━━━━━ Data shown ━━━━━
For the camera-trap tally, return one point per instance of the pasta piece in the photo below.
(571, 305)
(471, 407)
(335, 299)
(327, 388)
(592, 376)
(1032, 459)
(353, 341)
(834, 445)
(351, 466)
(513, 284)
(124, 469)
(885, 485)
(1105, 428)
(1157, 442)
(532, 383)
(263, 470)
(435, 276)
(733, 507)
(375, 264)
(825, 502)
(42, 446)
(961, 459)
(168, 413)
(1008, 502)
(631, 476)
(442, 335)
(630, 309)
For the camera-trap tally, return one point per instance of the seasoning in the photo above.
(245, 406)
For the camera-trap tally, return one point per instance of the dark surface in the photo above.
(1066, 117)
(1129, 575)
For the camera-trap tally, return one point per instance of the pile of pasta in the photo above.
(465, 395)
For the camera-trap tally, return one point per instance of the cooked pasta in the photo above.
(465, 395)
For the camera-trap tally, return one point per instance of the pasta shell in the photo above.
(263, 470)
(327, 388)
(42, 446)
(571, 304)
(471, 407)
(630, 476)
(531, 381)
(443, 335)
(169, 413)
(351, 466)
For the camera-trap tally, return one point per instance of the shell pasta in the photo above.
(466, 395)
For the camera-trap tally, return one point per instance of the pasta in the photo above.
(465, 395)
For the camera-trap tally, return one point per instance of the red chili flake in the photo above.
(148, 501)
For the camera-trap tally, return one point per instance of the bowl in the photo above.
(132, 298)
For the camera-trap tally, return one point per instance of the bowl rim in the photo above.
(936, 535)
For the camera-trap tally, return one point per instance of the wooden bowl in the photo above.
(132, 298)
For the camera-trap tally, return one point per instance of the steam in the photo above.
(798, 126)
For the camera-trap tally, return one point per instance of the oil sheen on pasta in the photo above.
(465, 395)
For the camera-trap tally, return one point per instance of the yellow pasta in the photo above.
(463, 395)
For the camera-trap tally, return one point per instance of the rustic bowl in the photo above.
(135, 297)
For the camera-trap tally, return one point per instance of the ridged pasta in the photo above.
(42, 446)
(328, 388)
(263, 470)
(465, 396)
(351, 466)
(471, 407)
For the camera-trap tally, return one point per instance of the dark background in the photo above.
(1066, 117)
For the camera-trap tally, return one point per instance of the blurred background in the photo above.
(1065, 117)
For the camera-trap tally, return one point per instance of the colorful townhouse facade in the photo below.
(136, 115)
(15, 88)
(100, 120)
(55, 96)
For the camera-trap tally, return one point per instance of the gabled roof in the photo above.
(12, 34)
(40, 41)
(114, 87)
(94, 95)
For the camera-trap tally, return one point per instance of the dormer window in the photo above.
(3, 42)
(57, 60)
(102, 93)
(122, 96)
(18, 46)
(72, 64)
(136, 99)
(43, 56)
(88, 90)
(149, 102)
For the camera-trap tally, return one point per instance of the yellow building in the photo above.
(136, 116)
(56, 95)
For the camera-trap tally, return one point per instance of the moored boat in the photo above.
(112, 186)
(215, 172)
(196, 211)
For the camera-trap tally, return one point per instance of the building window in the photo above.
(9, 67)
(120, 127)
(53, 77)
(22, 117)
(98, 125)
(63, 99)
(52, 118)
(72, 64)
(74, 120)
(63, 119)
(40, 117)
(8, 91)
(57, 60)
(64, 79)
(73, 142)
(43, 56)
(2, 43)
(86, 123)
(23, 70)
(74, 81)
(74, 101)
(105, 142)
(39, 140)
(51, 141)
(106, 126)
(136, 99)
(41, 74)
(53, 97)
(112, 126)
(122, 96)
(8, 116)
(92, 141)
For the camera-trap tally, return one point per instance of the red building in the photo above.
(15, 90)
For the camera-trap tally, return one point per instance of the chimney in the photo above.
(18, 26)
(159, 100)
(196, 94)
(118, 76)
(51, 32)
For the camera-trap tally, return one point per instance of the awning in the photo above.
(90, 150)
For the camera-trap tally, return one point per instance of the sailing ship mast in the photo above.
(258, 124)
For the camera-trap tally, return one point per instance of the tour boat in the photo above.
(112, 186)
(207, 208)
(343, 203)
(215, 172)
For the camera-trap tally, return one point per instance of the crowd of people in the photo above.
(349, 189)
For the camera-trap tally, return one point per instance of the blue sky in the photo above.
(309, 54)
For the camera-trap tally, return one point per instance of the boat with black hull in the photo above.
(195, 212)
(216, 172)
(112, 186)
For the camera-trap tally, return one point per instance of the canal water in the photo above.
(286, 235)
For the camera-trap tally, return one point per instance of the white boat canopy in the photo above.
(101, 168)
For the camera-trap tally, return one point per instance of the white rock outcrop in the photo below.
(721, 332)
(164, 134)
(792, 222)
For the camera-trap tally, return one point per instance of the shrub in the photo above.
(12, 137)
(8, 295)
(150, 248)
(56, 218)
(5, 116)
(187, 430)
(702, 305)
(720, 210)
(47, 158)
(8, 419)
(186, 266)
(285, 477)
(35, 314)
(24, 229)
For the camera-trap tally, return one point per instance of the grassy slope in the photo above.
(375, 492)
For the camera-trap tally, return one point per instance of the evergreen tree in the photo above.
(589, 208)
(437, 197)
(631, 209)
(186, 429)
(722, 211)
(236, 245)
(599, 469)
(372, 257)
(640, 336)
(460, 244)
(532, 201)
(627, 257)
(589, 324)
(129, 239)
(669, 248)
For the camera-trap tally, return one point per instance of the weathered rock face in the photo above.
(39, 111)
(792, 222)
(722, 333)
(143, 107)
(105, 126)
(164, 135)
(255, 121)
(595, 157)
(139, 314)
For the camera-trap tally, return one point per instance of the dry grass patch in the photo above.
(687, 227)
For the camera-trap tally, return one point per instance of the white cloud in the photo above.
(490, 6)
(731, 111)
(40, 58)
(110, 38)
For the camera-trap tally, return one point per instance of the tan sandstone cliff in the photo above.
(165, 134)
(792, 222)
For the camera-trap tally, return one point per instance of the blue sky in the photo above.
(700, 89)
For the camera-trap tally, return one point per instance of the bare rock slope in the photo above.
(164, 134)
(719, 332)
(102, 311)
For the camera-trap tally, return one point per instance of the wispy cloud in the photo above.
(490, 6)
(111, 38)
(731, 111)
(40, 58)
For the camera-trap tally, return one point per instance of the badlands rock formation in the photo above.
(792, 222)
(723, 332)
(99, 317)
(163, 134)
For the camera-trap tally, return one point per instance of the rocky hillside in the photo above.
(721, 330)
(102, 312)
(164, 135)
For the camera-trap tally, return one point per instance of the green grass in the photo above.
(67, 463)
━━━━━
Rewrite all the items above as a Markdown table with two columns, Row and Line. Number each row in order, put one line per row, and leave out any blank lines.

■ Exercise result:
| Row | Line |
|---|---|
| 1 | For the camera-trap tally, return one point per instance of the pasta piece in the photo below. |
| 2 | (571, 305) |
| 3 | (471, 407) |
| 4 | (335, 299) |
| 5 | (327, 388) |
| 6 | (592, 376) |
| 7 | (1032, 459) |
| 8 | (353, 341) |
| 9 | (834, 445) |
| 10 | (351, 466) |
| 11 | (513, 284) |
| 12 | (124, 469) |
| 13 | (885, 485) |
| 14 | (1105, 428) |
| 15 | (1157, 442) |
| 16 | (532, 383) |
| 17 | (263, 470) |
| 18 | (435, 276) |
| 19 | (733, 507) |
| 20 | (375, 264) |
| 21 | (825, 502) |
| 22 | (42, 446) |
| 23 | (961, 459) |
| 24 | (168, 413) |
| 25 | (1008, 502) |
| 26 | (631, 476) |
| 27 | (442, 335) |
| 28 | (630, 309) |
| 29 | For the camera-trap tally, return one point per instance of the seasoning in the photo above. |
| 30 | (245, 406) |
| 31 | For the camera-trap tally, return one point per instance of the dark surface in the photo above. |
| 32 | (1066, 117) |
| 33 | (1129, 575) |
| 34 | For the camera-trap tally, return one point per instance of the pile of pasta in the photo above. |
| 35 | (465, 395) |
| 36 | For the camera-trap tally, return one point per instance of the cooked pasta in the photo above. |
| 37 | (465, 395) |
| 38 | For the camera-trap tally, return one point per instance of the pasta shell in the photo above. |
| 39 | (263, 470) |
| 40 | (327, 388) |
| 41 | (42, 446) |
| 42 | (571, 304) |
| 43 | (471, 407) |
| 44 | (630, 476) |
| 45 | (531, 381) |
| 46 | (443, 335) |
| 47 | (169, 413) |
| 48 | (351, 466) |
| 49 | For the camera-trap tally, return one point per instance of the shell pasta in the photo above. |
| 50 | (466, 395) |
| 51 | For the camera-trap tally, return one point per instance of the pasta in the photo above. |
| 52 | (465, 395) |
| 53 | For the camera-trap tally, return one point per instance of the red chili flake in the photo above. |
| 54 | (148, 501) |
| 55 | For the camera-trap tally, return one point per instance of the bowl in the photo above. |
| 56 | (132, 298) |
| 57 | For the camera-trap tally, return one point per instance of the bowl rim in the photo above. |
| 58 | (936, 535) |
| 59 | For the camera-trap tally, return one point per instance of the wooden bowl in the photo above. |
| 60 | (132, 298) |
| 61 | For the camera-trap tally, return one point per instance of the steam in the photo above. |
| 62 | (798, 126) |
| 63 | For the camera-trap tally, return one point per instance of the oil sheen on pasta in the photo above. |
| 64 | (465, 395) |
| 65 | For the camera-trap tally, return one point per instance of the yellow pasta in the photo above. |
| 66 | (463, 395) |
| 67 | For the camera-trap tally, return one point per instance of the rustic bowl in the photo above. |
| 68 | (135, 297) |
| 69 | For the camera-trap tally, return one point per instance of the ridged pasta in the photo above. |
| 70 | (42, 446) |
| 71 | (328, 388) |
| 72 | (263, 470) |
| 73 | (465, 396) |
| 74 | (351, 466) |
| 75 | (471, 407) |
| 76 | For the camera-trap tally, return one point per instance of the dark background in the photo above. |
| 77 | (1066, 117) |
| 78 | For the camera-trap tally, return one point per instance of the blurred background in the photo above. |
| 79 | (1065, 117) |
| 80 | For the camera-trap tally, return one point per instance of the colorful townhouse facade in the photo below. |
| 81 | (136, 115) |
| 82 | (15, 88) |
| 83 | (100, 120) |
| 84 | (55, 96) |
| 85 | For the camera-trap tally, return one point per instance of the gabled roof in the photo above. |
| 86 | (12, 34) |
| 87 | (40, 41) |
| 88 | (114, 87) |
| 89 | (94, 95) |
| 90 | For the camera-trap tally, return one point per instance of the dormer window in the photo above. |
| 91 | (3, 42) |
| 92 | (57, 60) |
| 93 | (102, 93) |
| 94 | (122, 96) |
| 95 | (18, 46) |
| 96 | (72, 64) |
| 97 | (136, 99) |
| 98 | (43, 56) |
| 99 | (88, 90) |
| 100 | (149, 102) |
| 101 | For the camera-trap tally, return one point per instance of the yellow building in the photo above. |
| 102 | (136, 116) |
| 103 | (56, 95) |
| 104 | For the camera-trap tally, return one point per instance of the moored boat in the photo above. |
| 105 | (112, 186) |
| 106 | (215, 172) |
| 107 | (196, 211) |
| 108 | For the camera-trap tally, return one point per instance of the building window in the photo above. |
| 109 | (9, 67) |
| 110 | (120, 127) |
| 111 | (53, 77) |
| 112 | (22, 117) |
| 113 | (98, 125) |
| 114 | (63, 99) |
| 115 | (52, 118) |
| 116 | (72, 64) |
| 117 | (74, 120) |
| 118 | (63, 119) |
| 119 | (40, 117) |
| 120 | (8, 91) |
| 121 | (57, 60) |
| 122 | (64, 79) |
| 123 | (73, 142) |
| 124 | (43, 56) |
| 125 | (2, 43) |
| 126 | (86, 123) |
| 127 | (23, 70) |
| 128 | (74, 81) |
| 129 | (74, 101) |
| 130 | (105, 142) |
| 131 | (39, 140) |
| 132 | (51, 141) |
| 133 | (106, 126) |
| 134 | (136, 99) |
| 135 | (41, 74) |
| 136 | (53, 97) |
| 137 | (112, 126) |
| 138 | (122, 96) |
| 139 | (8, 116) |
| 140 | (92, 141) |
| 141 | For the camera-trap tally, return one point per instance of the red building in the photo above. |
| 142 | (15, 90) |
| 143 | For the camera-trap tally, return one point per instance of the chimney in the photo above. |
| 144 | (18, 26) |
| 145 | (159, 100) |
| 146 | (196, 94) |
| 147 | (118, 76) |
| 148 | (51, 32) |
| 149 | For the camera-trap tally, return one point per instance of the awning in the photo above. |
| 150 | (90, 150) |
| 151 | For the camera-trap tally, return one point per instance of the sailing ship mast in the photo above. |
| 152 | (258, 124) |
| 153 | For the camera-trap tally, return one point per instance of the tour boat in the photo above. |
| 154 | (112, 186) |
| 155 | (207, 208) |
| 156 | (343, 203) |
| 157 | (215, 172) |
| 158 | For the camera-trap tally, return one point per instance of the crowd of people in the photo above. |
| 159 | (349, 189) |
| 160 | For the camera-trap tally, return one point per instance of the blue sky in the photo above. |
| 161 | (309, 54) |
| 162 | For the camera-trap tally, return one point per instance of the boat with black hull in the photo above. |
| 163 | (195, 212) |
| 164 | (216, 172) |
| 165 | (112, 186) |
| 166 | For the camera-trap tally, return one point per instance of the canal water in the photo above. |
| 167 | (286, 235) |
| 168 | For the camera-trap tally, return one point per instance of the white boat canopy in the photo above. |
| 169 | (101, 168) |
| 170 | For the camera-trap tally, return one point per instance of the white rock outcrop in the photo below. |
| 171 | (721, 332) |
| 172 | (164, 134) |
| 173 | (792, 222) |
| 174 | For the camera-trap tally, return one point per instance of the shrub in the photo above. |
| 175 | (12, 137) |
| 176 | (8, 295) |
| 177 | (150, 248) |
| 178 | (56, 218) |
| 179 | (5, 116) |
| 180 | (187, 430) |
| 181 | (702, 305) |
| 182 | (720, 210) |
| 183 | (47, 158) |
| 184 | (8, 419) |
| 185 | (186, 266) |
| 186 | (285, 477) |
| 187 | (35, 314) |
| 188 | (24, 229) |
| 189 | For the camera-trap tally, return one point per instance of the grassy slope in the photo above. |
| 190 | (375, 492) |
| 191 | For the camera-trap tally, return one point per instance of the evergreen tree in the photo above. |
| 192 | (589, 208) |
| 193 | (437, 197) |
| 194 | (631, 209) |
| 195 | (186, 429) |
| 196 | (722, 211) |
| 197 | (236, 245) |
| 198 | (599, 469) |
| 199 | (372, 257) |
| 200 | (640, 336) |
| 201 | (460, 244) |
| 202 | (532, 201) |
| 203 | (627, 257) |
| 204 | (589, 324) |
| 205 | (129, 239) |
| 206 | (669, 248) |
| 207 | For the camera-trap tally, return one point per instance of the weathered rock face in the photo above. |
| 208 | (39, 111) |
| 209 | (792, 222) |
| 210 | (722, 333) |
| 211 | (143, 107) |
| 212 | (105, 126) |
| 213 | (164, 135) |
| 214 | (255, 121) |
| 215 | (595, 157) |
| 216 | (139, 314) |
| 217 | For the camera-trap tally, return one point per instance of the dry grass patch in the photo above. |
| 218 | (687, 227) |
| 219 | For the camera-trap tally, return one point per instance of the white cloud in the photo above. |
| 220 | (490, 6) |
| 221 | (731, 111) |
| 222 | (40, 58) |
| 223 | (110, 38) |
| 224 | For the camera-trap tally, return one point per instance of the tan sandstone cliff in the photo above. |
| 225 | (165, 134) |
| 226 | (792, 222) |
| 227 | For the camera-trap tally, return one point per instance of the blue sky in the photo above. |
| 228 | (700, 89) |
| 229 | For the camera-trap tally, return one point per instance of the bare rock slope in the photo above. |
| 230 | (164, 134) |
| 231 | (719, 332) |
| 232 | (102, 311) |
| 233 | For the camera-trap tally, return one point per instance of the wispy cloud in the photo above. |
| 234 | (490, 6) |
| 235 | (111, 38) |
| 236 | (731, 111) |
| 237 | (40, 58) |
| 238 | For the camera-trap tally, return one point per instance of the badlands rock formation in the photo above. |
| 239 | (792, 222) |
| 240 | (723, 332) |
| 241 | (99, 317) |
| 242 | (163, 134) |
| 243 | For the camera-trap tally, return one point per instance of the rocky hillside in the photo above. |
| 244 | (721, 330) |
| 245 | (102, 312) |
| 246 | (164, 135) |
| 247 | For the camera-trap tally, return one point per instance of the green grass in the photo above. |
| 248 | (67, 463) |